Objective: Lay out the lines from the one containing "wall shown in this photo, matching this sample?" through the one containing "point(374, 63)", both included, as a JSON list of strings with one string per line and any blank lines omitted.

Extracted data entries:

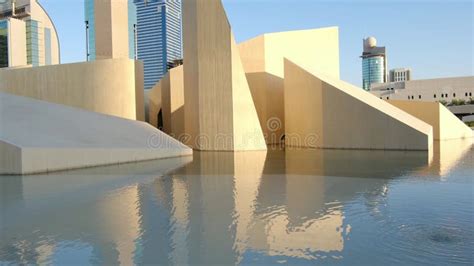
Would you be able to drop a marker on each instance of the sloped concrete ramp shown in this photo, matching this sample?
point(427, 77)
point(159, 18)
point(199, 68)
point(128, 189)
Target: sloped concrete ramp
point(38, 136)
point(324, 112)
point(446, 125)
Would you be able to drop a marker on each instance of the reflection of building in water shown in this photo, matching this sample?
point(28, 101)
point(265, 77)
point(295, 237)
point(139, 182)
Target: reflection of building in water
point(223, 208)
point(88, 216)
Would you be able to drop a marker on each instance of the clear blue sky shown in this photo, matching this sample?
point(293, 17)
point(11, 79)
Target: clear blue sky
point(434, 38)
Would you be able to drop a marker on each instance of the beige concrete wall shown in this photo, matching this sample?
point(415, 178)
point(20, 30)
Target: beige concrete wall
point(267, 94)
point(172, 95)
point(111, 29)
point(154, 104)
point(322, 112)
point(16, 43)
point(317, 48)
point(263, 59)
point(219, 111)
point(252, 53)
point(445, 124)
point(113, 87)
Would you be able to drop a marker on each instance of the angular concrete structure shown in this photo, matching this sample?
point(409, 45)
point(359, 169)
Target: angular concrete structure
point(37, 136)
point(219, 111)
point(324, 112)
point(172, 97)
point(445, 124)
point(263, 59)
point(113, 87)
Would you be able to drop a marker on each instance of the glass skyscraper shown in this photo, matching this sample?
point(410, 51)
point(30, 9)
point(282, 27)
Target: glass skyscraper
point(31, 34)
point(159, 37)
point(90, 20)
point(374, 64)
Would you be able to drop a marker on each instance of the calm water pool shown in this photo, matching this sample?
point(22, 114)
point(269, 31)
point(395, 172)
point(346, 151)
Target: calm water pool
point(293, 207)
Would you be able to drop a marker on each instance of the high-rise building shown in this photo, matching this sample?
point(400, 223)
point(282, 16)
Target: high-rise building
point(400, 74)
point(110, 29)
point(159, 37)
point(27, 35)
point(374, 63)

--

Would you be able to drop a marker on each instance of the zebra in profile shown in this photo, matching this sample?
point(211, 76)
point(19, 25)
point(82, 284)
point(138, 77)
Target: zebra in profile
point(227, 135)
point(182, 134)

Result:
[
  "Would you be able to drop a marker on each instance of the beige concrete wall shown in this photo, matching this sample?",
  "point(415, 178)",
  "point(20, 30)",
  "Target: beige concrete wall",
  "point(267, 94)",
  "point(172, 95)",
  "point(111, 29)",
  "point(154, 104)",
  "point(322, 112)",
  "point(16, 43)",
  "point(317, 48)",
  "point(263, 59)",
  "point(219, 111)",
  "point(252, 53)",
  "point(445, 124)",
  "point(113, 87)",
  "Would you be able to drop a marker on each instance of the angular concrete structure shown in this photo, matching this sample?",
  "point(409, 45)",
  "point(359, 169)",
  "Target: angular concrete structure",
  "point(37, 136)",
  "point(219, 111)",
  "point(324, 112)",
  "point(172, 97)",
  "point(445, 124)",
  "point(263, 59)",
  "point(113, 87)",
  "Would you be able to drop a marker on each instance of the glass skyscraper shown in this photo, matching this sample?",
  "point(410, 51)",
  "point(30, 9)",
  "point(282, 27)",
  "Target: glass skyscraper",
  "point(31, 34)",
  "point(159, 37)",
  "point(90, 20)",
  "point(374, 64)",
  "Would you be able to drop a marker on each instance of the calm water pool shown in this photo, matching this sample?",
  "point(22, 114)",
  "point(269, 31)",
  "point(395, 172)",
  "point(346, 151)",
  "Target: calm water pool",
  "point(293, 207)",
  "Would you be able to drop a marker on each instance of the high-rise building shown in this photo, matching this sample?",
  "point(400, 223)",
  "point(282, 16)",
  "Target: high-rise building",
  "point(400, 74)",
  "point(110, 29)",
  "point(159, 37)",
  "point(27, 35)",
  "point(374, 63)"
]